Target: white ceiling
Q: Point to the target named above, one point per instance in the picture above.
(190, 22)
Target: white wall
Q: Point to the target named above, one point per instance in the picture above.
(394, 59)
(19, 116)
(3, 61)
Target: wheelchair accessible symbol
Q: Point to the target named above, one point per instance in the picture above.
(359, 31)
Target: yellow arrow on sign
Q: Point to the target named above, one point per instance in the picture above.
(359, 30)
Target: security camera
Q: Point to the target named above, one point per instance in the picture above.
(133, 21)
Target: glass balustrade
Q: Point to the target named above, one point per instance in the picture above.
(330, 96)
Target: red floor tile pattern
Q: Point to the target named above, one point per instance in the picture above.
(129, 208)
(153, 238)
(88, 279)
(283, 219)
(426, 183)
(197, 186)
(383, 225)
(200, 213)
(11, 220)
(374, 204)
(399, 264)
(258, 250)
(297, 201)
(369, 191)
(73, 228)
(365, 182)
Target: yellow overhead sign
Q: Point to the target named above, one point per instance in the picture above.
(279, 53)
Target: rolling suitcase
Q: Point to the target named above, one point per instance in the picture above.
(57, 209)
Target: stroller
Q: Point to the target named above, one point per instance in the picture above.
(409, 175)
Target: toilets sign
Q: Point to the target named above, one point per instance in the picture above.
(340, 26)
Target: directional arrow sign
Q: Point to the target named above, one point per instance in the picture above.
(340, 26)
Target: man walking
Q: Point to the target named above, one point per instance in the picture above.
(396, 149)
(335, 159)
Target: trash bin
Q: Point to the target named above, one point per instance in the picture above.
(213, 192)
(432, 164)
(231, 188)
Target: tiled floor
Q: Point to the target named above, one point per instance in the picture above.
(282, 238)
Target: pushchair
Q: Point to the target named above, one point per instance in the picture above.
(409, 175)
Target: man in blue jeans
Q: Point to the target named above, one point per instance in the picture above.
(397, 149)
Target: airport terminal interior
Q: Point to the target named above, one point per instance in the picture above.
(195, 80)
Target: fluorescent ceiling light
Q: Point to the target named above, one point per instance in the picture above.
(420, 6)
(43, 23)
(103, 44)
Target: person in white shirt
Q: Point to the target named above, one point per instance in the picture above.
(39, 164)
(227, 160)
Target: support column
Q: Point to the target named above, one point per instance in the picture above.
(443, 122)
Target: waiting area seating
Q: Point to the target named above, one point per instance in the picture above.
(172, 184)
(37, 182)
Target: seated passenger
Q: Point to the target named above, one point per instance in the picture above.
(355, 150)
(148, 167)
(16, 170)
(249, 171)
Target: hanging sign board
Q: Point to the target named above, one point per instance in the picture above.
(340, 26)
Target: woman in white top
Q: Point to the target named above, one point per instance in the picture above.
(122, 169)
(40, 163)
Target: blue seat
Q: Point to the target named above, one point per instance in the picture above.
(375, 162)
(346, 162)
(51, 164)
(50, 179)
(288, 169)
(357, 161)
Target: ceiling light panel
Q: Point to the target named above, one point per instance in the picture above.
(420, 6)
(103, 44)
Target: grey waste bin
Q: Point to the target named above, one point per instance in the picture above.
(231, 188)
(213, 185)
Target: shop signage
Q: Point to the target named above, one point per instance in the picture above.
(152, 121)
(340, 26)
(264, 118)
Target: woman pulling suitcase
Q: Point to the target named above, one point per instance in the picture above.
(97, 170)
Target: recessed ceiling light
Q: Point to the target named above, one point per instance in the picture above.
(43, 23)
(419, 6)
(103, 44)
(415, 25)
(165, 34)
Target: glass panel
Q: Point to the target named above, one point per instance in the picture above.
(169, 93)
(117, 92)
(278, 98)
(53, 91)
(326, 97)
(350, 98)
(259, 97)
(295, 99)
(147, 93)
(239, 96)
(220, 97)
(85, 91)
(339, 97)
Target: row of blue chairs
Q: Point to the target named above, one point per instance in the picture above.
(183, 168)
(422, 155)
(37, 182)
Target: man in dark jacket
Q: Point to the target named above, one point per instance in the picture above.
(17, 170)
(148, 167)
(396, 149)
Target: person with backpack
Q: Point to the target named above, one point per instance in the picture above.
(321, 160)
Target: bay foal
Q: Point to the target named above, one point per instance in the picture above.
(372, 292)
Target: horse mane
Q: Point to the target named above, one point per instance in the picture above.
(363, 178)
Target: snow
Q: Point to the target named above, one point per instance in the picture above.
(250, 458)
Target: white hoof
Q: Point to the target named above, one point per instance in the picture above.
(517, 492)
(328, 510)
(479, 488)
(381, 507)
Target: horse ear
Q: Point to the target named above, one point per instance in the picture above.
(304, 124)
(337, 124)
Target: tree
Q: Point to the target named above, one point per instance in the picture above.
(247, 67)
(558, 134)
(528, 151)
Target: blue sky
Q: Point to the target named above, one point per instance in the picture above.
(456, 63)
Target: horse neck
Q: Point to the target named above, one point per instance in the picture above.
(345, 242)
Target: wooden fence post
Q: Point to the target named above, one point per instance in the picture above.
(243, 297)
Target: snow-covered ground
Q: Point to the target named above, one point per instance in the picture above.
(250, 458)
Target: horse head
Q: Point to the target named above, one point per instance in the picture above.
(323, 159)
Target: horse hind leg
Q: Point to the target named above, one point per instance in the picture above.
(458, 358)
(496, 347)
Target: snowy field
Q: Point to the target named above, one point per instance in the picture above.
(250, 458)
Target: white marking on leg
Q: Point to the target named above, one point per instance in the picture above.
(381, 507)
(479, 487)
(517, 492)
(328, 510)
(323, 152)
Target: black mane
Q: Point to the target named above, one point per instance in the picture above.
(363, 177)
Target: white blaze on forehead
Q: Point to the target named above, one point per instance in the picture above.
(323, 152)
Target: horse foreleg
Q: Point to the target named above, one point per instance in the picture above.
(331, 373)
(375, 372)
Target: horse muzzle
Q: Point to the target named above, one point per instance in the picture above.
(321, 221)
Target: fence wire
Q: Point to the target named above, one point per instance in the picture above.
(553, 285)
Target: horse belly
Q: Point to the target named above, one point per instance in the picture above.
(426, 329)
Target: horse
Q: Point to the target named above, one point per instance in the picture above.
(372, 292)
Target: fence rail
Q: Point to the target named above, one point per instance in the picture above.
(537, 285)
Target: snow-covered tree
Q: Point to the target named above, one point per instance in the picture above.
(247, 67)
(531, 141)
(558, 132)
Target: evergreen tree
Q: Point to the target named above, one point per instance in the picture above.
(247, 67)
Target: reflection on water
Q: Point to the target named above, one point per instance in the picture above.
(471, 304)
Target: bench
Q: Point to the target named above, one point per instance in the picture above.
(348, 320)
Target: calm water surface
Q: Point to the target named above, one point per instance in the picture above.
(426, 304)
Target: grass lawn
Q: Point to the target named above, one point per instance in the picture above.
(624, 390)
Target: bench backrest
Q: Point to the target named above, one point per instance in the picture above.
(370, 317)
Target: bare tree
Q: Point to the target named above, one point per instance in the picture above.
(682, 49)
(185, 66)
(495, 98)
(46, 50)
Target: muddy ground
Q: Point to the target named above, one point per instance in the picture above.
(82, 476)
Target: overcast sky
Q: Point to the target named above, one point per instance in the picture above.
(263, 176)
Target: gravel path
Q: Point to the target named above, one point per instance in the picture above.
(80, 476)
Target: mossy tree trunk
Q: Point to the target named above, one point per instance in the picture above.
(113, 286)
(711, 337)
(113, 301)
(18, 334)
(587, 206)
━━━━━━━━
Print, please, the lines from the first line of the material through the line that contains "Target: toilets sign", exactly as written and with nothing added.

Target: white ceiling
Q: Point to the target named above, one point per instance in the picture above.
(190, 22)
Target: white wall
Q: Point to the target named above, one point per instance in the picture above.
(394, 59)
(19, 116)
(3, 61)
Target: wheelchair accessible symbol
Q: Point to the target named above, one point per instance in the picture above.
(359, 31)
Target: yellow arrow on sign
Q: Point to the target named above, one point per instance in the picture above.
(359, 30)
Target: security camera
Q: Point to the target named above, one point per instance in the picture above.
(133, 21)
Target: glass balustrade
Q: Point to the target named above, one point per instance in the picture above.
(330, 96)
Target: red floor tile pattern
Q: Point to the target named above, one point per instance in the picture above.
(129, 208)
(153, 238)
(88, 279)
(283, 219)
(426, 183)
(197, 186)
(383, 225)
(200, 213)
(11, 220)
(374, 204)
(399, 264)
(258, 250)
(297, 201)
(369, 191)
(73, 228)
(365, 182)
Target: yellow overhead sign
Q: Point to the target named above, one point per instance in the picture above.
(279, 53)
Target: rolling suitcase
Q: Point to the target named above, one point per instance in the picture above.
(57, 209)
Target: stroller
Q: Point to the target named above, one point per instance in the picture above.
(409, 175)
Target: toilets sign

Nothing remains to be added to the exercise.